[Text block]:
****************

= 1997 in Italian television =

This is a list of Italian television related events from 1997.

== Events ==
The RAI-Mediaset duopoly shows the first signs of crisis; several shows by the two estates are suspended or change their host for low ratings, while the new media, as Internet and the satellite television, spread also in Italy.

- July 31. The Maccanico law, ruling the telecommunications, is approved by Italian Parliament. A single subject is forbidden to own more than 20% of national networks and 30% of the economic resources; RAI 3 must become a service channel, publicity free; AGCOM (Autorità per le garanzie nelle comunicazioni) is instituted. The law should terminate the RAI-Mediaset duopoly, but its concrete application is postponed to 2003 (actually, it will remain on paper).

=== RAI ===

- February 22: Jalisse, an almost unknown duo, with the song Fiumi di parole, wins the 1997 Sanremo music festival, hosted by Mike Bongiorno (for the eleventh and last time) and Piero Chiambretti. Paola e Chiara, with Amici come prima, win among the new proposals.
- March 16: Mara Venier announces live, and crying out, to leave RAI for Mediaset; her program, Domenica in, is RAI's flagship show, also if many critics consider it a typical example of trash TV. For Venier, as for many other RAI defectors, the experience in Mediaset will be disappointing.
- June 23: RAI 3 airs the first episode of Friends.
- September 29: the first RAI satellite channel, RAISAT 2, aimed to the youngest ones, begins broadcasting. Soon, the entertainment channel RAISAT 1 (October 27) and the educational RAISAT 3 (October 13) and Uninettuno University TV (November 10) follow. All the four channels are free.
- October 9: Dario Fo, in a car with the actress Ambra Angiolini for an episode of the show Milano-Roma, (see below) learns by some fans to have won the Nobel Prize for literature. The RAI cameras shot the historical moment.

****************

Rewrite the paragraph beginning "July 31. The Maccanico law" from the 1997 Italian television list as a short bulleted list that keeps its main facts. The material after this text is not needed for any task.

[Data]:

****************

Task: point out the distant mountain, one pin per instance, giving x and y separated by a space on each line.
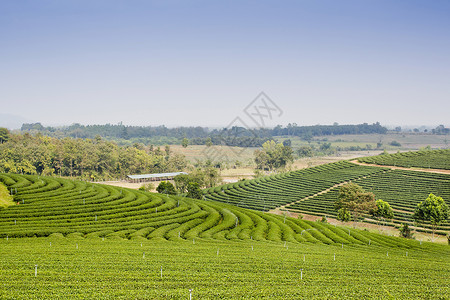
12 121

****************

[In response]:
- July 31: the Italian Parliament approves the Maccanico law governing telecommunications.
- No single subject may own more than 20% of national networks or 30% of the economic resources.
- RAI 3 must become a service channel free of advertising.
- AGCOM (Autorità per le garanzie nelle comunicazioni) is established.
- The law is meant to end the RAI-Mediaset duopoly, but its application is postponed to 2003, and in fact it remains on paper.